WHAT NEEDS TO BE DONE> Across the records below, how many lines include the string "spectator"? Respond with the number only.

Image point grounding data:
#####

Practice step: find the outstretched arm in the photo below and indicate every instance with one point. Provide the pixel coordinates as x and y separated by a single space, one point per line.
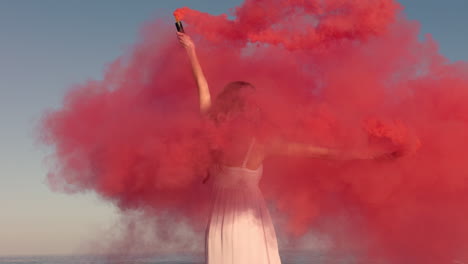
203 89
279 147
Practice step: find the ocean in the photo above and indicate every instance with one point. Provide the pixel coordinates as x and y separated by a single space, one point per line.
287 258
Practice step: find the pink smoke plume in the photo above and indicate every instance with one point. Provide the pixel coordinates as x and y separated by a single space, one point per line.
345 74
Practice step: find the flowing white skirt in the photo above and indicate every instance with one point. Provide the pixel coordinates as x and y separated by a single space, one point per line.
240 229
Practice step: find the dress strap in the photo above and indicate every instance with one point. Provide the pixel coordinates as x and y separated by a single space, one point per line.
248 153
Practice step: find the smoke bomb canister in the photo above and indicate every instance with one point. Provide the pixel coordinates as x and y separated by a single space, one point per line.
180 27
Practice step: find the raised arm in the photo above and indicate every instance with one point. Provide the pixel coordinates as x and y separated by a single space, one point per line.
203 89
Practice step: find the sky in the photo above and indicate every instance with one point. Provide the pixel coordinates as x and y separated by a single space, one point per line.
49 45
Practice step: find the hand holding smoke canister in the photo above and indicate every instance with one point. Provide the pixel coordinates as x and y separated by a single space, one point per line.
179 26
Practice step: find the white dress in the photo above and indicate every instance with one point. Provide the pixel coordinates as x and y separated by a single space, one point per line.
240 230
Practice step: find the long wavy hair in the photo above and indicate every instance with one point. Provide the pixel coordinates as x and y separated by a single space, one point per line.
233 102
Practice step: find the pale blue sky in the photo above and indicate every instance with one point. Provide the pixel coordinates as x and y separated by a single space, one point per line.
48 45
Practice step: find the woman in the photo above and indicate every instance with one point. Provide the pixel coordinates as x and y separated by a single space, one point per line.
240 230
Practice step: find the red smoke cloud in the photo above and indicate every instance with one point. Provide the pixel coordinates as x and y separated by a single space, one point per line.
347 74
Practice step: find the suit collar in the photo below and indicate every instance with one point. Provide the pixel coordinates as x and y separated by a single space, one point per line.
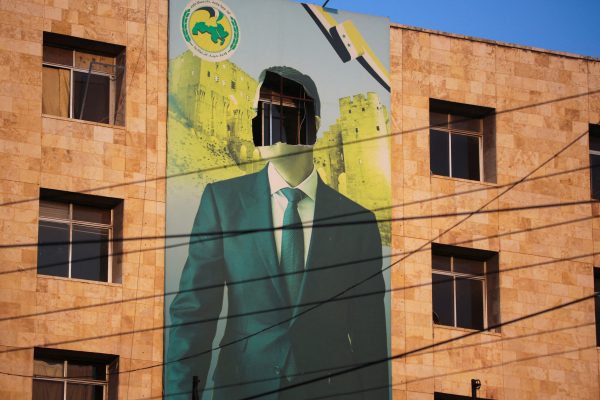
308 185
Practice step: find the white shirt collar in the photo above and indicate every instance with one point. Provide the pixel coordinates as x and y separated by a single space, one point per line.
308 186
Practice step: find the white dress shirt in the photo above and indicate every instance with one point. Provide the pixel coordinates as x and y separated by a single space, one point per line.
306 206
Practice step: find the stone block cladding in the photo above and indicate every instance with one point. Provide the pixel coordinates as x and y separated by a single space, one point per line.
544 103
43 151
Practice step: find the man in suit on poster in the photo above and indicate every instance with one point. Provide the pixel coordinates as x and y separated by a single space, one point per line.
254 235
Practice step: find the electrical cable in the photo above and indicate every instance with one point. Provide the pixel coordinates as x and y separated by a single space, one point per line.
473 213
234 165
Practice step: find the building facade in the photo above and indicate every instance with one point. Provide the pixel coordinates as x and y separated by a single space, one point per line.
493 221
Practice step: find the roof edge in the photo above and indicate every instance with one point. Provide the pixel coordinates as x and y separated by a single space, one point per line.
495 42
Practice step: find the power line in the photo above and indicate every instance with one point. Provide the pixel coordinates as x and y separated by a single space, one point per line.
321 148
199 288
468 216
420 247
489 273
427 347
233 233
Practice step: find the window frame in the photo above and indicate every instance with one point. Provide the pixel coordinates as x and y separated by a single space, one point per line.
596 277
270 98
72 69
448 129
449 119
114 244
461 275
66 357
71 222
593 132
90 48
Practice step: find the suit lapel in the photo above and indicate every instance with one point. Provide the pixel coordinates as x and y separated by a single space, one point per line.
257 207
320 241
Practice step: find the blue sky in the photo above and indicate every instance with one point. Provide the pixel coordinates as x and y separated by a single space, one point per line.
571 26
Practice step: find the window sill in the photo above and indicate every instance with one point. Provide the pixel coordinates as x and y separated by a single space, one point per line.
62 278
82 121
450 178
465 330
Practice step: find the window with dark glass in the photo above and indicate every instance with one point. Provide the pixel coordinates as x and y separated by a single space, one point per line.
597 303
464 287
285 113
61 374
75 236
595 161
448 396
461 141
83 79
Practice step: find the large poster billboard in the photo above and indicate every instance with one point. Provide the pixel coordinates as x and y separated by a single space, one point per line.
278 202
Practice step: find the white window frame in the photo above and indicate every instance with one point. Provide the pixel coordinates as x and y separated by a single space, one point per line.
66 380
71 221
460 275
72 69
452 131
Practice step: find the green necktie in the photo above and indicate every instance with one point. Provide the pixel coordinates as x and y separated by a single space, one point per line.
292 243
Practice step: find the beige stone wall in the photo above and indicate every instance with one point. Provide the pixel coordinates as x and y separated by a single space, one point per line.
121 162
545 254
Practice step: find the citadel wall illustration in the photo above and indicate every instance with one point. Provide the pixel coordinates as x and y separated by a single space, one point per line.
348 157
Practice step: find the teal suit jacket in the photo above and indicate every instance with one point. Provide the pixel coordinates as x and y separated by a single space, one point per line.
232 245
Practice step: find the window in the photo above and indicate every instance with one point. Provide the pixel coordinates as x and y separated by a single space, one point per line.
70 375
595 161
447 396
597 303
76 235
286 113
461 141
465 287
83 79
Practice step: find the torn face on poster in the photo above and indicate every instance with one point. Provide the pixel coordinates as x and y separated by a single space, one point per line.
278 202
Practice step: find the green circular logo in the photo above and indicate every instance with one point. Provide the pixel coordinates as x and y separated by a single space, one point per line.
210 29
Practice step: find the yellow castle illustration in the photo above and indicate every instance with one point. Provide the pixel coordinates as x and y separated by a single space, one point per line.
210 131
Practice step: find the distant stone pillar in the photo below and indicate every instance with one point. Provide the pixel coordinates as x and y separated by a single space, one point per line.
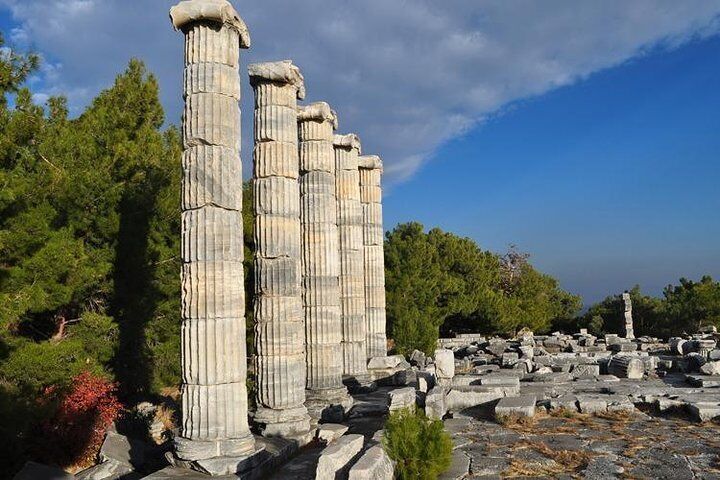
279 335
352 283
214 431
629 331
320 260
373 254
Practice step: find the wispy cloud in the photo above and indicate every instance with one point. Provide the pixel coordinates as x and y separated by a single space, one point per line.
407 75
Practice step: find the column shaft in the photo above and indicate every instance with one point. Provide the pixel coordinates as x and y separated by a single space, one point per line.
279 335
320 257
352 285
214 394
373 254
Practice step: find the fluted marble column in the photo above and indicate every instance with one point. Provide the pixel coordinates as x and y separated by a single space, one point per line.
279 332
352 284
320 259
214 433
373 254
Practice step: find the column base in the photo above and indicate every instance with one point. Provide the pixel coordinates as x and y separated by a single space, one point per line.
290 424
216 457
328 405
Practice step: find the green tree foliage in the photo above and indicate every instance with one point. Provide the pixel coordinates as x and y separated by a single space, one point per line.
89 243
420 447
439 281
684 308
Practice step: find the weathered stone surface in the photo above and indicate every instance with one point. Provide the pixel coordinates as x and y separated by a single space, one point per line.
522 406
38 471
107 470
352 271
329 432
373 256
444 364
214 394
373 465
280 359
435 403
402 398
625 366
320 259
337 455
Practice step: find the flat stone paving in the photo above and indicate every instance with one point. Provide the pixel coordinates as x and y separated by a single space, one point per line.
572 445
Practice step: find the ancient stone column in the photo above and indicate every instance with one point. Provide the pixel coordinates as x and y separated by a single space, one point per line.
373 254
320 260
352 275
629 331
279 332
214 433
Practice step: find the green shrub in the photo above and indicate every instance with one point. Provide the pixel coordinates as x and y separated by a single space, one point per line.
419 446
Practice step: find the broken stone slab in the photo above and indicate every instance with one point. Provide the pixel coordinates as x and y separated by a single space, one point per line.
711 368
591 404
444 364
459 467
457 400
435 406
335 457
108 470
391 361
704 411
373 465
402 398
704 381
584 370
566 402
39 471
522 406
554 377
329 432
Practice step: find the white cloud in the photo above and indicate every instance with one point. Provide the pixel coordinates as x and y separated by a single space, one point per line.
407 75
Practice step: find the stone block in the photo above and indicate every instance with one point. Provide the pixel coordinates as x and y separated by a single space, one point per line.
38 471
335 457
329 432
590 404
373 465
444 364
402 398
585 370
704 411
390 361
435 406
522 406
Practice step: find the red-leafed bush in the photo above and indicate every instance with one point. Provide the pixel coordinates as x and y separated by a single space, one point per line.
73 436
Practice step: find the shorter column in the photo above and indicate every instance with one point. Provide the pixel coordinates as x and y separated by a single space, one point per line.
374 256
352 283
627 303
279 338
327 397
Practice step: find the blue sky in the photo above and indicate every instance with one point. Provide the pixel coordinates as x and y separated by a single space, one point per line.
608 183
586 133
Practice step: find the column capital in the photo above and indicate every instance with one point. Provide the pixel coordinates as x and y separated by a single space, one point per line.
283 72
217 11
348 142
318 111
370 162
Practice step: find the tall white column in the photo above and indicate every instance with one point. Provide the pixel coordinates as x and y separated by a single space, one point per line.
214 434
352 284
279 329
320 261
373 254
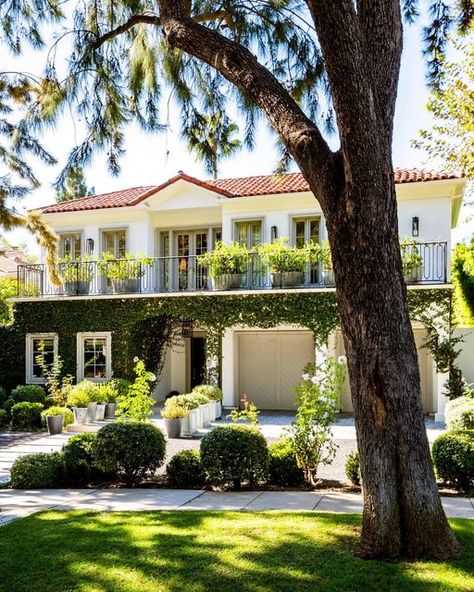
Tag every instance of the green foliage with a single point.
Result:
(283, 469)
(184, 469)
(453, 457)
(56, 410)
(74, 186)
(137, 404)
(79, 461)
(37, 471)
(26, 416)
(352, 467)
(211, 391)
(131, 451)
(33, 393)
(225, 259)
(317, 397)
(234, 454)
(459, 414)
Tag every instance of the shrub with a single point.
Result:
(184, 469)
(56, 410)
(211, 391)
(282, 467)
(32, 393)
(352, 467)
(130, 450)
(234, 454)
(4, 418)
(37, 471)
(26, 416)
(459, 414)
(79, 462)
(453, 457)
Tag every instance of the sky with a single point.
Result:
(152, 158)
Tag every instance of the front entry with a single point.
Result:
(197, 361)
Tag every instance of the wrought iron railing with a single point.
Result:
(156, 275)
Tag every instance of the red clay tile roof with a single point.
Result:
(237, 187)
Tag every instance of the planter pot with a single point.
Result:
(55, 424)
(206, 416)
(228, 281)
(100, 412)
(287, 279)
(80, 415)
(173, 427)
(91, 411)
(129, 286)
(110, 410)
(80, 288)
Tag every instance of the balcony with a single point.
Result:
(164, 275)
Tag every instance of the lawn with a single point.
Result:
(201, 551)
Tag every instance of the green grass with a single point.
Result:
(211, 551)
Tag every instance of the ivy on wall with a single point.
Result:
(146, 326)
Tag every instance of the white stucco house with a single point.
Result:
(175, 222)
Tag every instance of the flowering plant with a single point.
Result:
(318, 395)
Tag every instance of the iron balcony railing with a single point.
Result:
(157, 275)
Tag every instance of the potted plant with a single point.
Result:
(124, 274)
(411, 260)
(227, 265)
(173, 415)
(286, 264)
(76, 275)
(57, 418)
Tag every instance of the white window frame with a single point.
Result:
(30, 379)
(80, 338)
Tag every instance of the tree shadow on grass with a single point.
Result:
(202, 551)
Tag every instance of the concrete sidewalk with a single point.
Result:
(17, 504)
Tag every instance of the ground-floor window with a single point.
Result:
(94, 356)
(38, 344)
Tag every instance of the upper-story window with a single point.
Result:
(115, 242)
(249, 233)
(70, 245)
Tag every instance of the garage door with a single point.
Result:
(270, 365)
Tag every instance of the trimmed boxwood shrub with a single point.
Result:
(131, 451)
(352, 467)
(32, 393)
(234, 454)
(283, 469)
(26, 416)
(79, 461)
(453, 457)
(184, 469)
(37, 471)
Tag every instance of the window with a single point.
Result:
(94, 357)
(70, 245)
(33, 350)
(115, 242)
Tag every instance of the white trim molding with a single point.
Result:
(80, 339)
(30, 337)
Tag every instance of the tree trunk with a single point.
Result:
(402, 512)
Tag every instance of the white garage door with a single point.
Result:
(270, 365)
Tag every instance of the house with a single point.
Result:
(253, 338)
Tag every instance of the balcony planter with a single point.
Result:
(287, 279)
(80, 415)
(227, 281)
(110, 410)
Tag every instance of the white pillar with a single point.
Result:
(227, 368)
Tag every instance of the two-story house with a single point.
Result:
(176, 222)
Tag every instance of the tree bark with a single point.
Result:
(362, 47)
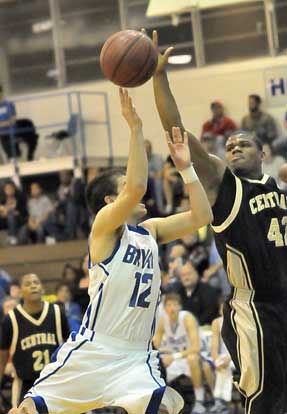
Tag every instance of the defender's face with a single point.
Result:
(31, 288)
(242, 155)
(172, 308)
(140, 210)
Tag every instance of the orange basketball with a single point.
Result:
(128, 58)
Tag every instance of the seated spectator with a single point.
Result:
(39, 208)
(224, 367)
(272, 163)
(63, 222)
(173, 188)
(7, 126)
(178, 339)
(215, 274)
(259, 122)
(13, 211)
(197, 297)
(81, 293)
(155, 173)
(72, 309)
(219, 126)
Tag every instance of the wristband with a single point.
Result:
(177, 355)
(189, 175)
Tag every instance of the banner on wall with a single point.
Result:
(276, 86)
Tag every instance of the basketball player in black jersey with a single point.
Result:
(250, 227)
(30, 334)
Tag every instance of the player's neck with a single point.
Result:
(33, 307)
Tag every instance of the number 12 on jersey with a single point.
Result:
(139, 296)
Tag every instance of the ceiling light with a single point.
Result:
(180, 59)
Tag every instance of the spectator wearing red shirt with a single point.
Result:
(219, 124)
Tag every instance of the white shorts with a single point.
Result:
(93, 374)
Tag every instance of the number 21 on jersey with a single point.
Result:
(276, 234)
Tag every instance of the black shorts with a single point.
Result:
(255, 334)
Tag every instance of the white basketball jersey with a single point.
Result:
(124, 289)
(176, 337)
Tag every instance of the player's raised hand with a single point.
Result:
(162, 58)
(129, 111)
(179, 149)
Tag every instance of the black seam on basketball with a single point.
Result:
(130, 81)
(125, 52)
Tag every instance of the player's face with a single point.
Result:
(31, 288)
(172, 308)
(140, 210)
(242, 155)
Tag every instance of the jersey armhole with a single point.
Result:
(228, 202)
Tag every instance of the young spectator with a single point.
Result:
(13, 211)
(178, 339)
(272, 163)
(220, 125)
(172, 186)
(81, 293)
(39, 208)
(7, 125)
(197, 297)
(260, 122)
(72, 309)
(155, 173)
(222, 360)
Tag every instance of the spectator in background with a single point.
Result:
(72, 309)
(172, 186)
(7, 125)
(81, 293)
(13, 211)
(220, 126)
(63, 221)
(197, 297)
(39, 208)
(155, 174)
(259, 122)
(272, 163)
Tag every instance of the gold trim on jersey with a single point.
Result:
(250, 346)
(263, 180)
(16, 391)
(15, 330)
(30, 318)
(58, 324)
(237, 269)
(235, 208)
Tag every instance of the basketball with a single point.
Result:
(128, 58)
(283, 173)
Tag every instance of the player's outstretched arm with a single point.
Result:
(115, 214)
(179, 225)
(210, 169)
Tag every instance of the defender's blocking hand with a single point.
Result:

#####

RESULT OF THIS EXERCISE> 4